= SET PROBLEM A =
Retype the bowling review word for word, starting with "She was also" and going on through "at the bar.".
= SET PROBLEM B =
List every song the bowling review names as playing at the alley, along with its artist.

= PAGE =
## START

We ordered food and took one of the lanes in the private party area - Lanes 1 and 2 are separated at the top end by some structural walls with cut-outs. It's not really private but it is separate from the other six.  We acquired shoes, too. I asked Brian the all-important shoe question - how large do the sizes run?  He laughed.


"We have big shoes – 15-16 or something like that. In Oklahoma City, we have big shoes, up to 22 ad 23. We have players from the Thunder and the Spurs who visit every night."

Hunter wasn't certain of her shoe size, and I got asked twice when I asked for men's size 8 (I have really wide feet for a girl). Grav didn't have any trouble getting 13s. It felt a little weird being the first folks to wear these new, hard bowling shoes. Hunter didn't really get it at first but she went along with it.


She was also a little concerned that the lightest ball was a six pounder and complained to me loudly about it until she got on the lane. But after her first two frames she was just fine. I had no problem finding a nicely drilled twelve pound ball myself.


While the far end of the lanes are straight out of the 60s or 70s, the top end is electronic, with custom scoreboards and electronics. You can even call for a wait staffmember to come take orders for drinks or food, no sweat. Tunes from the 70s programmed by general manager Rich Bielefield hit all the expected notes - we grooved to Parliament's "Flashlight," Bob Segar's "Mainstreet" and Steely Dan's "Peg" while hanging out. The alley filled up, mostly with 20- and 30-somethings at the lanes, with a few folks hanging out at the bar.


And we sampled the culinary fare. Hunter, for some reason, started off with nothing but chips and Ranch dressing. She was strongly focused on getting bowling down right.


She and I also ordered the poutine. Now, it's been ten years since my first encounter with poutine on a trip to Boston. Most of the attempts I've tried in Arkansas have missed the boat, using shredded cheese instead of cheese curds. This, however, was a lovely and tasty bunch of brown slightly chunky-with-mushroom gravy covered white cheese curds on duck fat fries. It was probably not what any sensible person would eat but for myself and Grav, once he tried a couple fries, it was awesome. Hunter took after them a bit, too.


We sampled three more substantial dishes. Grav and his veggie-lovin' self, he had to dive into the Veggie Gyro - a divided flatbread packed with yellow squash, lettuce, tomato, hummus and tzatziki. and some feta. Hey, squash. Crookneck yellow squash would not be what I would think of when I wanted to substitute the meat out of a gyro, but this was all right.

## END

= STORED DATA =
## START

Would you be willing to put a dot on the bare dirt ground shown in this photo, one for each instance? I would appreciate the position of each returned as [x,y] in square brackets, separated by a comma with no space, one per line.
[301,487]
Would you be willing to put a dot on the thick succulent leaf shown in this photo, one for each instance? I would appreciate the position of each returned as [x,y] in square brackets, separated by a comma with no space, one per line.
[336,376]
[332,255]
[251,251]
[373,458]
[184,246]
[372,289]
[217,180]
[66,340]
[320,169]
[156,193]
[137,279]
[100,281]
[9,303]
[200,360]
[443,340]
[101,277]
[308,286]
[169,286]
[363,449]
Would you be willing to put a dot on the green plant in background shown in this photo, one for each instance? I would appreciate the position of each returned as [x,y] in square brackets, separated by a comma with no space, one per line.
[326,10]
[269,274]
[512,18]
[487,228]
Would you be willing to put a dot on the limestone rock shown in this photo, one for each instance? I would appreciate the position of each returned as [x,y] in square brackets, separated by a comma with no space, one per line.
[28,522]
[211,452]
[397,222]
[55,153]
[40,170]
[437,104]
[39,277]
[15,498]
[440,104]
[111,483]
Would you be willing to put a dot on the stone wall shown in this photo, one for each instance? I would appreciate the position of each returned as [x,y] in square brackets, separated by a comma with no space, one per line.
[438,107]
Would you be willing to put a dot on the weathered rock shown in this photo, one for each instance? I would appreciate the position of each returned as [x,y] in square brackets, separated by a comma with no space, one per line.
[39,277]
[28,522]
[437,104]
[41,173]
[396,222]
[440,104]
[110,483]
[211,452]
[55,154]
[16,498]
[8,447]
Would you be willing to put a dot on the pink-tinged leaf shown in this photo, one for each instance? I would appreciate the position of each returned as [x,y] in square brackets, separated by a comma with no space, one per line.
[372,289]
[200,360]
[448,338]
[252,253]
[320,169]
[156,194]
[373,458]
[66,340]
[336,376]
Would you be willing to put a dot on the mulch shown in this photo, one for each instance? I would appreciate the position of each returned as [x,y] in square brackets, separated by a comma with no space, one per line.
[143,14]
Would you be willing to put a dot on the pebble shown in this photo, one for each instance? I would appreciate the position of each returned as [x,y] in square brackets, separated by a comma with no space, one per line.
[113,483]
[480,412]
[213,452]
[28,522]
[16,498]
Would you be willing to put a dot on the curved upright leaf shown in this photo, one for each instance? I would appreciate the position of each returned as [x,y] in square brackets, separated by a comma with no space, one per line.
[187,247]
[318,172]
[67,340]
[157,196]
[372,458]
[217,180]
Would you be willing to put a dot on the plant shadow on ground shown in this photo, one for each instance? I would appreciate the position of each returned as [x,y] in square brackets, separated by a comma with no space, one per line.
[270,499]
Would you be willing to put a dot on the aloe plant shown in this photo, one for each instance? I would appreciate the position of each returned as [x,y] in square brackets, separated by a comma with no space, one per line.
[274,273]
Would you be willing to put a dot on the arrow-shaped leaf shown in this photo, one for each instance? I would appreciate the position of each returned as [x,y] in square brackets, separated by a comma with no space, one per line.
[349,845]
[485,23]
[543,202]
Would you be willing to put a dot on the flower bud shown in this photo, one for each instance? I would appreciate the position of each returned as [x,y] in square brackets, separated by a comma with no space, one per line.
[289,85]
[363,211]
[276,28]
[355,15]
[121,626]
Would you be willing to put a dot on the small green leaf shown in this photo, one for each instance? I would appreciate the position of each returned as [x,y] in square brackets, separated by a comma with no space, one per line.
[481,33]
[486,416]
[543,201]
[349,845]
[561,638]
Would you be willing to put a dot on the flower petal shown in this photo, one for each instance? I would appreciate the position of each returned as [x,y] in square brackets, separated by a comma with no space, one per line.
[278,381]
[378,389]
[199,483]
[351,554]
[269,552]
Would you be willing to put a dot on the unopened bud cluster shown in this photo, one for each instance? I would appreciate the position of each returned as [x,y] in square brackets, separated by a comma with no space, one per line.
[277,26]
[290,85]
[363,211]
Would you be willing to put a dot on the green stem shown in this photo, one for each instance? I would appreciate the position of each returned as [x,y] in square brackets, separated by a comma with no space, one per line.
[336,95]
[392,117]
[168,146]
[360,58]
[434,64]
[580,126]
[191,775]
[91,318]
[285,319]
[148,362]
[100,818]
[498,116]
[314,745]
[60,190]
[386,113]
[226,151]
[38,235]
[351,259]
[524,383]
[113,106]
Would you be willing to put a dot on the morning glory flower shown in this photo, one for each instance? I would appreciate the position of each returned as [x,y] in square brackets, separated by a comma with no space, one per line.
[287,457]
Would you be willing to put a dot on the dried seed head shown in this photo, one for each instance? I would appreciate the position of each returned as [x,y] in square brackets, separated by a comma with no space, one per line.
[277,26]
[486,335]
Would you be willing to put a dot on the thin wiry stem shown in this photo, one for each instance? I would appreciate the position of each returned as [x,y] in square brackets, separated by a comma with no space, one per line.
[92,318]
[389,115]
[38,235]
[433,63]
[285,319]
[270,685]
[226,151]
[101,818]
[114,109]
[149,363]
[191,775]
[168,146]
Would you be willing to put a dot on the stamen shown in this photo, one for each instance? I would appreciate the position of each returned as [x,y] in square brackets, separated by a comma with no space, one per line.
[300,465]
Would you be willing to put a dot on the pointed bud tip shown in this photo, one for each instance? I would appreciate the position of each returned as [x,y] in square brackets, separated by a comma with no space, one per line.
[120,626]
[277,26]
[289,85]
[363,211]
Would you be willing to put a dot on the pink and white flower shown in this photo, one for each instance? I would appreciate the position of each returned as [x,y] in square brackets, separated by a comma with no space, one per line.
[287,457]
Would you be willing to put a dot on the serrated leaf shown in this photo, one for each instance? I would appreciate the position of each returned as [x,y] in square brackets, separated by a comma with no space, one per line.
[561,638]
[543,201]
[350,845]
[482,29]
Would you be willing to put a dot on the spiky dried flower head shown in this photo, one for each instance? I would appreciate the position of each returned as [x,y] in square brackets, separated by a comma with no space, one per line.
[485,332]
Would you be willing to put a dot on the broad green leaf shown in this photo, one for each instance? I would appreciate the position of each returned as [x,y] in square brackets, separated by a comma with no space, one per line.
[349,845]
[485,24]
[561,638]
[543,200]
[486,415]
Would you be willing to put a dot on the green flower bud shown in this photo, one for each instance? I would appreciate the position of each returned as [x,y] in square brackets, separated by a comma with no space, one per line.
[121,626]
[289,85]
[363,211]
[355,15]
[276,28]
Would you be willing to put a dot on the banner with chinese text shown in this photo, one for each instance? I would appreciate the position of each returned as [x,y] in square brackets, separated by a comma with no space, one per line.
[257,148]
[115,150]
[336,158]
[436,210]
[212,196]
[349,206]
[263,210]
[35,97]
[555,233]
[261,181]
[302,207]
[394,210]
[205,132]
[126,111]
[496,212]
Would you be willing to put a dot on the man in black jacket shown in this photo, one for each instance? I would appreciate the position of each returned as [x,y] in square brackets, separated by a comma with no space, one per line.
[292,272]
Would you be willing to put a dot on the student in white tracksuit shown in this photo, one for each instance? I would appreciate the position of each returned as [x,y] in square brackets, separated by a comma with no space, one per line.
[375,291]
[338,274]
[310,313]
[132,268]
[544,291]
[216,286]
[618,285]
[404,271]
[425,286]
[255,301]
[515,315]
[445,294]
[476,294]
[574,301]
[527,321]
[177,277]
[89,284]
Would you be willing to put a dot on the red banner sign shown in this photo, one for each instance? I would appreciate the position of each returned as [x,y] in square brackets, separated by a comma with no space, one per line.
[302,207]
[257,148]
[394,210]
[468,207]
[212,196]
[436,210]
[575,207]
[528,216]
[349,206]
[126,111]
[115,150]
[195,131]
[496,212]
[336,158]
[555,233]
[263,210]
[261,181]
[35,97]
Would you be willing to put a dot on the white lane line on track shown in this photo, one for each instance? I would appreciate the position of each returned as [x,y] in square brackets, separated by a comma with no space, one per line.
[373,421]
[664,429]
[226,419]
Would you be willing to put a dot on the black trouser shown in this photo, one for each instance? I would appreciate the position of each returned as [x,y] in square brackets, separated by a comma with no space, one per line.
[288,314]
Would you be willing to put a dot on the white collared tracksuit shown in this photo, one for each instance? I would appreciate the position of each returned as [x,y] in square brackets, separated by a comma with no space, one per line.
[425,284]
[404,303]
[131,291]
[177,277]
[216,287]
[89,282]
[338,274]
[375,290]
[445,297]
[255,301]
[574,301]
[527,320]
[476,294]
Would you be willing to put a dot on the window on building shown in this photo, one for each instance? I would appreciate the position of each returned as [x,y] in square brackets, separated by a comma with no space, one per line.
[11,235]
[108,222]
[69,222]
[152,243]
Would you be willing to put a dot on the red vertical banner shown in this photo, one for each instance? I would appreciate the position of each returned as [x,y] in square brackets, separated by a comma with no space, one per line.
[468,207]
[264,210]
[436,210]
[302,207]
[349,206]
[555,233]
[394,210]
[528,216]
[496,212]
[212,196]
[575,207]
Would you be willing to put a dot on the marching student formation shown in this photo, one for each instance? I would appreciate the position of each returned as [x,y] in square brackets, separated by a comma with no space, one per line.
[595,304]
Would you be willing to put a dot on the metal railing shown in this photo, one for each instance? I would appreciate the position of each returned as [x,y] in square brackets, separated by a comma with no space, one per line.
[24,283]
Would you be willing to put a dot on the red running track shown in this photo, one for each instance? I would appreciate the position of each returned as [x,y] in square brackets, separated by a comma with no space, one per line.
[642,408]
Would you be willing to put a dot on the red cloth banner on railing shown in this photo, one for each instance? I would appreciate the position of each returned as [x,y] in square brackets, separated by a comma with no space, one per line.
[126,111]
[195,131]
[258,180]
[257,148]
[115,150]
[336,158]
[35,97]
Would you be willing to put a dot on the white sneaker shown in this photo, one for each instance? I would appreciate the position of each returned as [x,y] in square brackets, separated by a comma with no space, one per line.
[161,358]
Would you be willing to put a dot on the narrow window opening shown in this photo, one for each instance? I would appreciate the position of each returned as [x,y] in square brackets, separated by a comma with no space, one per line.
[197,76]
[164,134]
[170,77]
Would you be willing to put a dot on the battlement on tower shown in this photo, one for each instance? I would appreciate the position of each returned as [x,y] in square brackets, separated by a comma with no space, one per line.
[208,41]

## END

= WRITTEN REPLY A =
She was also a little concerned that the lightest ball was a six pounder and complained to me loudly about it until she got on the lane. But after her first two frames she was just fine. I had no problem finding a nicely drilled twelve pound ball myself.


While the far end of the lanes are straight out of the 60s or 70s, the top end is electronic, with custom scoreboards and electronics. You can even call for a wait staffmember to come take orders for drinks or food, no sweat. Tunes from the 70s programmed by general manager Rich Bielefield hit all the expected notes - we grooved to Parliament's "Flashlight," Bob Segar's "Mainstreet" and Steely Dan's "Peg" while hanging out. The alley filled up, mostly with 20- and 30-somethings at the lanes, with a few folks hanging out at the bar.

= WRITTEN REPLY B =
- "Flashlight" by Parliament
- "Mainstreet" by Bob Segar
- "Peg" by Steely Dan